▸ REQUIRED ACTION 1:
From the passage on the Gadsden Hotel, list each feature of the building's exterior that it names.
▸ REQUIRED ACTION 2:
Carry the passage on the Gadsden Hotel forward from its last sentence.

▸ TEXT SEGMENT:
>>>
The present Gadsden Hotel, designed and built between 1928 and 1929, reflects the Spanish Colonial Revival’s ascendency in the interwar period as Arizona’s predominant historicist architectural style—though it retained certain elements of the original. In comparison to its predecessor, the hotel’s plan is rotated 90 degrees so its light court is oriented to G Avenue rather than Eleventh Street, and it has an additional story. The first floor containing the public spaces, offices, and shops is square in plan while the four upper stories of guest rooms are U-plan. Notably, each of the 170 original guest rooms was equipped with a private bath. The exterior is modest compared to the original Gadsden; quoins on each corner and a simple entablature frame the largely unadorned facades while the red tile roof gives it an obvious Spanish Colonial Revival character. Like the first Gadsden, the building’s centerpiece is an opulent two-story lobby that mimics the corresponding space in the earlier hotel. Trost and Trost’s reproduction of its earlier design included many of its original Sullivanesque ornamental details, making the lobby a notable late example of these motifs. The space’s dominant features are four marble columns with gold leaf capitals and a 42-foot-long stained glass window on the mezzanine wall behind the white Italian marble staircase. Designed by El Paso artist Audley Dean Nichols and manufactured by Tiffany and Company, the window depicts desert scenes and frames a lunette mural of the Chiricahua Mountains by the same artist. The ceiling has 14-karat gold leaf and a pair of vaulted stained glass skylights.
<<<
▸ DATASET CONTENT:
>>>
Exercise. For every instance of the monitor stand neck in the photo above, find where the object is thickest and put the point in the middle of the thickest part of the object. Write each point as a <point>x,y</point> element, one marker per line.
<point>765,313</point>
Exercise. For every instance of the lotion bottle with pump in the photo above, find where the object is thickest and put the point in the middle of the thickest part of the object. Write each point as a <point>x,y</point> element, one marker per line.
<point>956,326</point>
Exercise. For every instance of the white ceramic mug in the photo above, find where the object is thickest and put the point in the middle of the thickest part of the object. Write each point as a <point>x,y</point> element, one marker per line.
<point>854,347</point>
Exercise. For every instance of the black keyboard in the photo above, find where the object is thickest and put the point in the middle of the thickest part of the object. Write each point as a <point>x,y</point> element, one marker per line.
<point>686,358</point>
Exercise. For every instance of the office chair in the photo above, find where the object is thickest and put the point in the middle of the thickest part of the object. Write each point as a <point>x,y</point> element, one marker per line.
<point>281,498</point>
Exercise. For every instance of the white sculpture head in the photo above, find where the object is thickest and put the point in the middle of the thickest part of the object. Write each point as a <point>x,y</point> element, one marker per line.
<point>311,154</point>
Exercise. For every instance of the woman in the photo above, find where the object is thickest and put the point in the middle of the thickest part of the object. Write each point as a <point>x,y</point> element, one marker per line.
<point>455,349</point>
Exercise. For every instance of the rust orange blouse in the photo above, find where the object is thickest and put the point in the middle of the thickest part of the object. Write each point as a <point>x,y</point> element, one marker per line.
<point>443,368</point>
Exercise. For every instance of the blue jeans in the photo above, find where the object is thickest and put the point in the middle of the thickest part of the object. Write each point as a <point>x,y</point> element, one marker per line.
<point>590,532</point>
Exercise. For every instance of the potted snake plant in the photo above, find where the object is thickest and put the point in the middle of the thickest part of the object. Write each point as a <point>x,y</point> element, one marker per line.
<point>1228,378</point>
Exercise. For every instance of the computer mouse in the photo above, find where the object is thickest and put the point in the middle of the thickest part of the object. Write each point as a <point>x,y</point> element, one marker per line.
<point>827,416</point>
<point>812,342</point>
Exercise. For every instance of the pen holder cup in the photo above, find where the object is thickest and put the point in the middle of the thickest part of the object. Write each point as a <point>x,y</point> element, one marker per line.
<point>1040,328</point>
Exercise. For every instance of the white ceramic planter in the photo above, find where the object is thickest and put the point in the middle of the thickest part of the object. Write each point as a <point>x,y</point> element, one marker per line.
<<<
▸ WRITTEN REPLY 1:
- Quoins on each corner
- A simple entablature
- A red tile roof

▸ WRITTEN REPLY 2:
The Gadsden has been the business, financial, and social center of Douglas and Southeastern Arizona since 1907, serving as a meeting place for cattle barons, mining magnates, and Hollywood celebrities, and later as a stop for travelers on U.S. Highway 80, the Ocean-to-Ocean Highway. Popularly billed as “the last of the grand hotels,” the Gadsden continues to provide hospitality to Southwestern travelers and to locals.
References
Abbe, Donald, “Douglas Historic District,” Cochise County, Arizona. National Register of Historic Places Inventory–Nomination Form, 1984. National Park Service, U.S. Department of the Interior, Washington D.C.
Clark, Victoria. How Arizona Sold its Sunshine: Historical Hotels of Arizona. Sedona, AZ: Blue Gourd Publishing, 2004.
Engelbrecht, Lloyd C., and June-Marie F. Engelbrecht. Henry C. Trost: Architect of the Southwest. El Paso, TX: El Paso Public Library Association, 1981.
Henry C. Trost Historical Organization. Accessed June 5, 2016; http://www.henrytrost.org/.
Trost and Trost, Architects. Trost and Trost, Architects. El Paso, TX: Trost and Trost, Architects, 1907.
Wilson, Marjorie, “Gadsden Hotel,” Cochise County, Arizona. National Register of Historic Places Inventory–Nomination Form, 1976. National Park Service, U.S. Department of the Interior, Washington, D.C.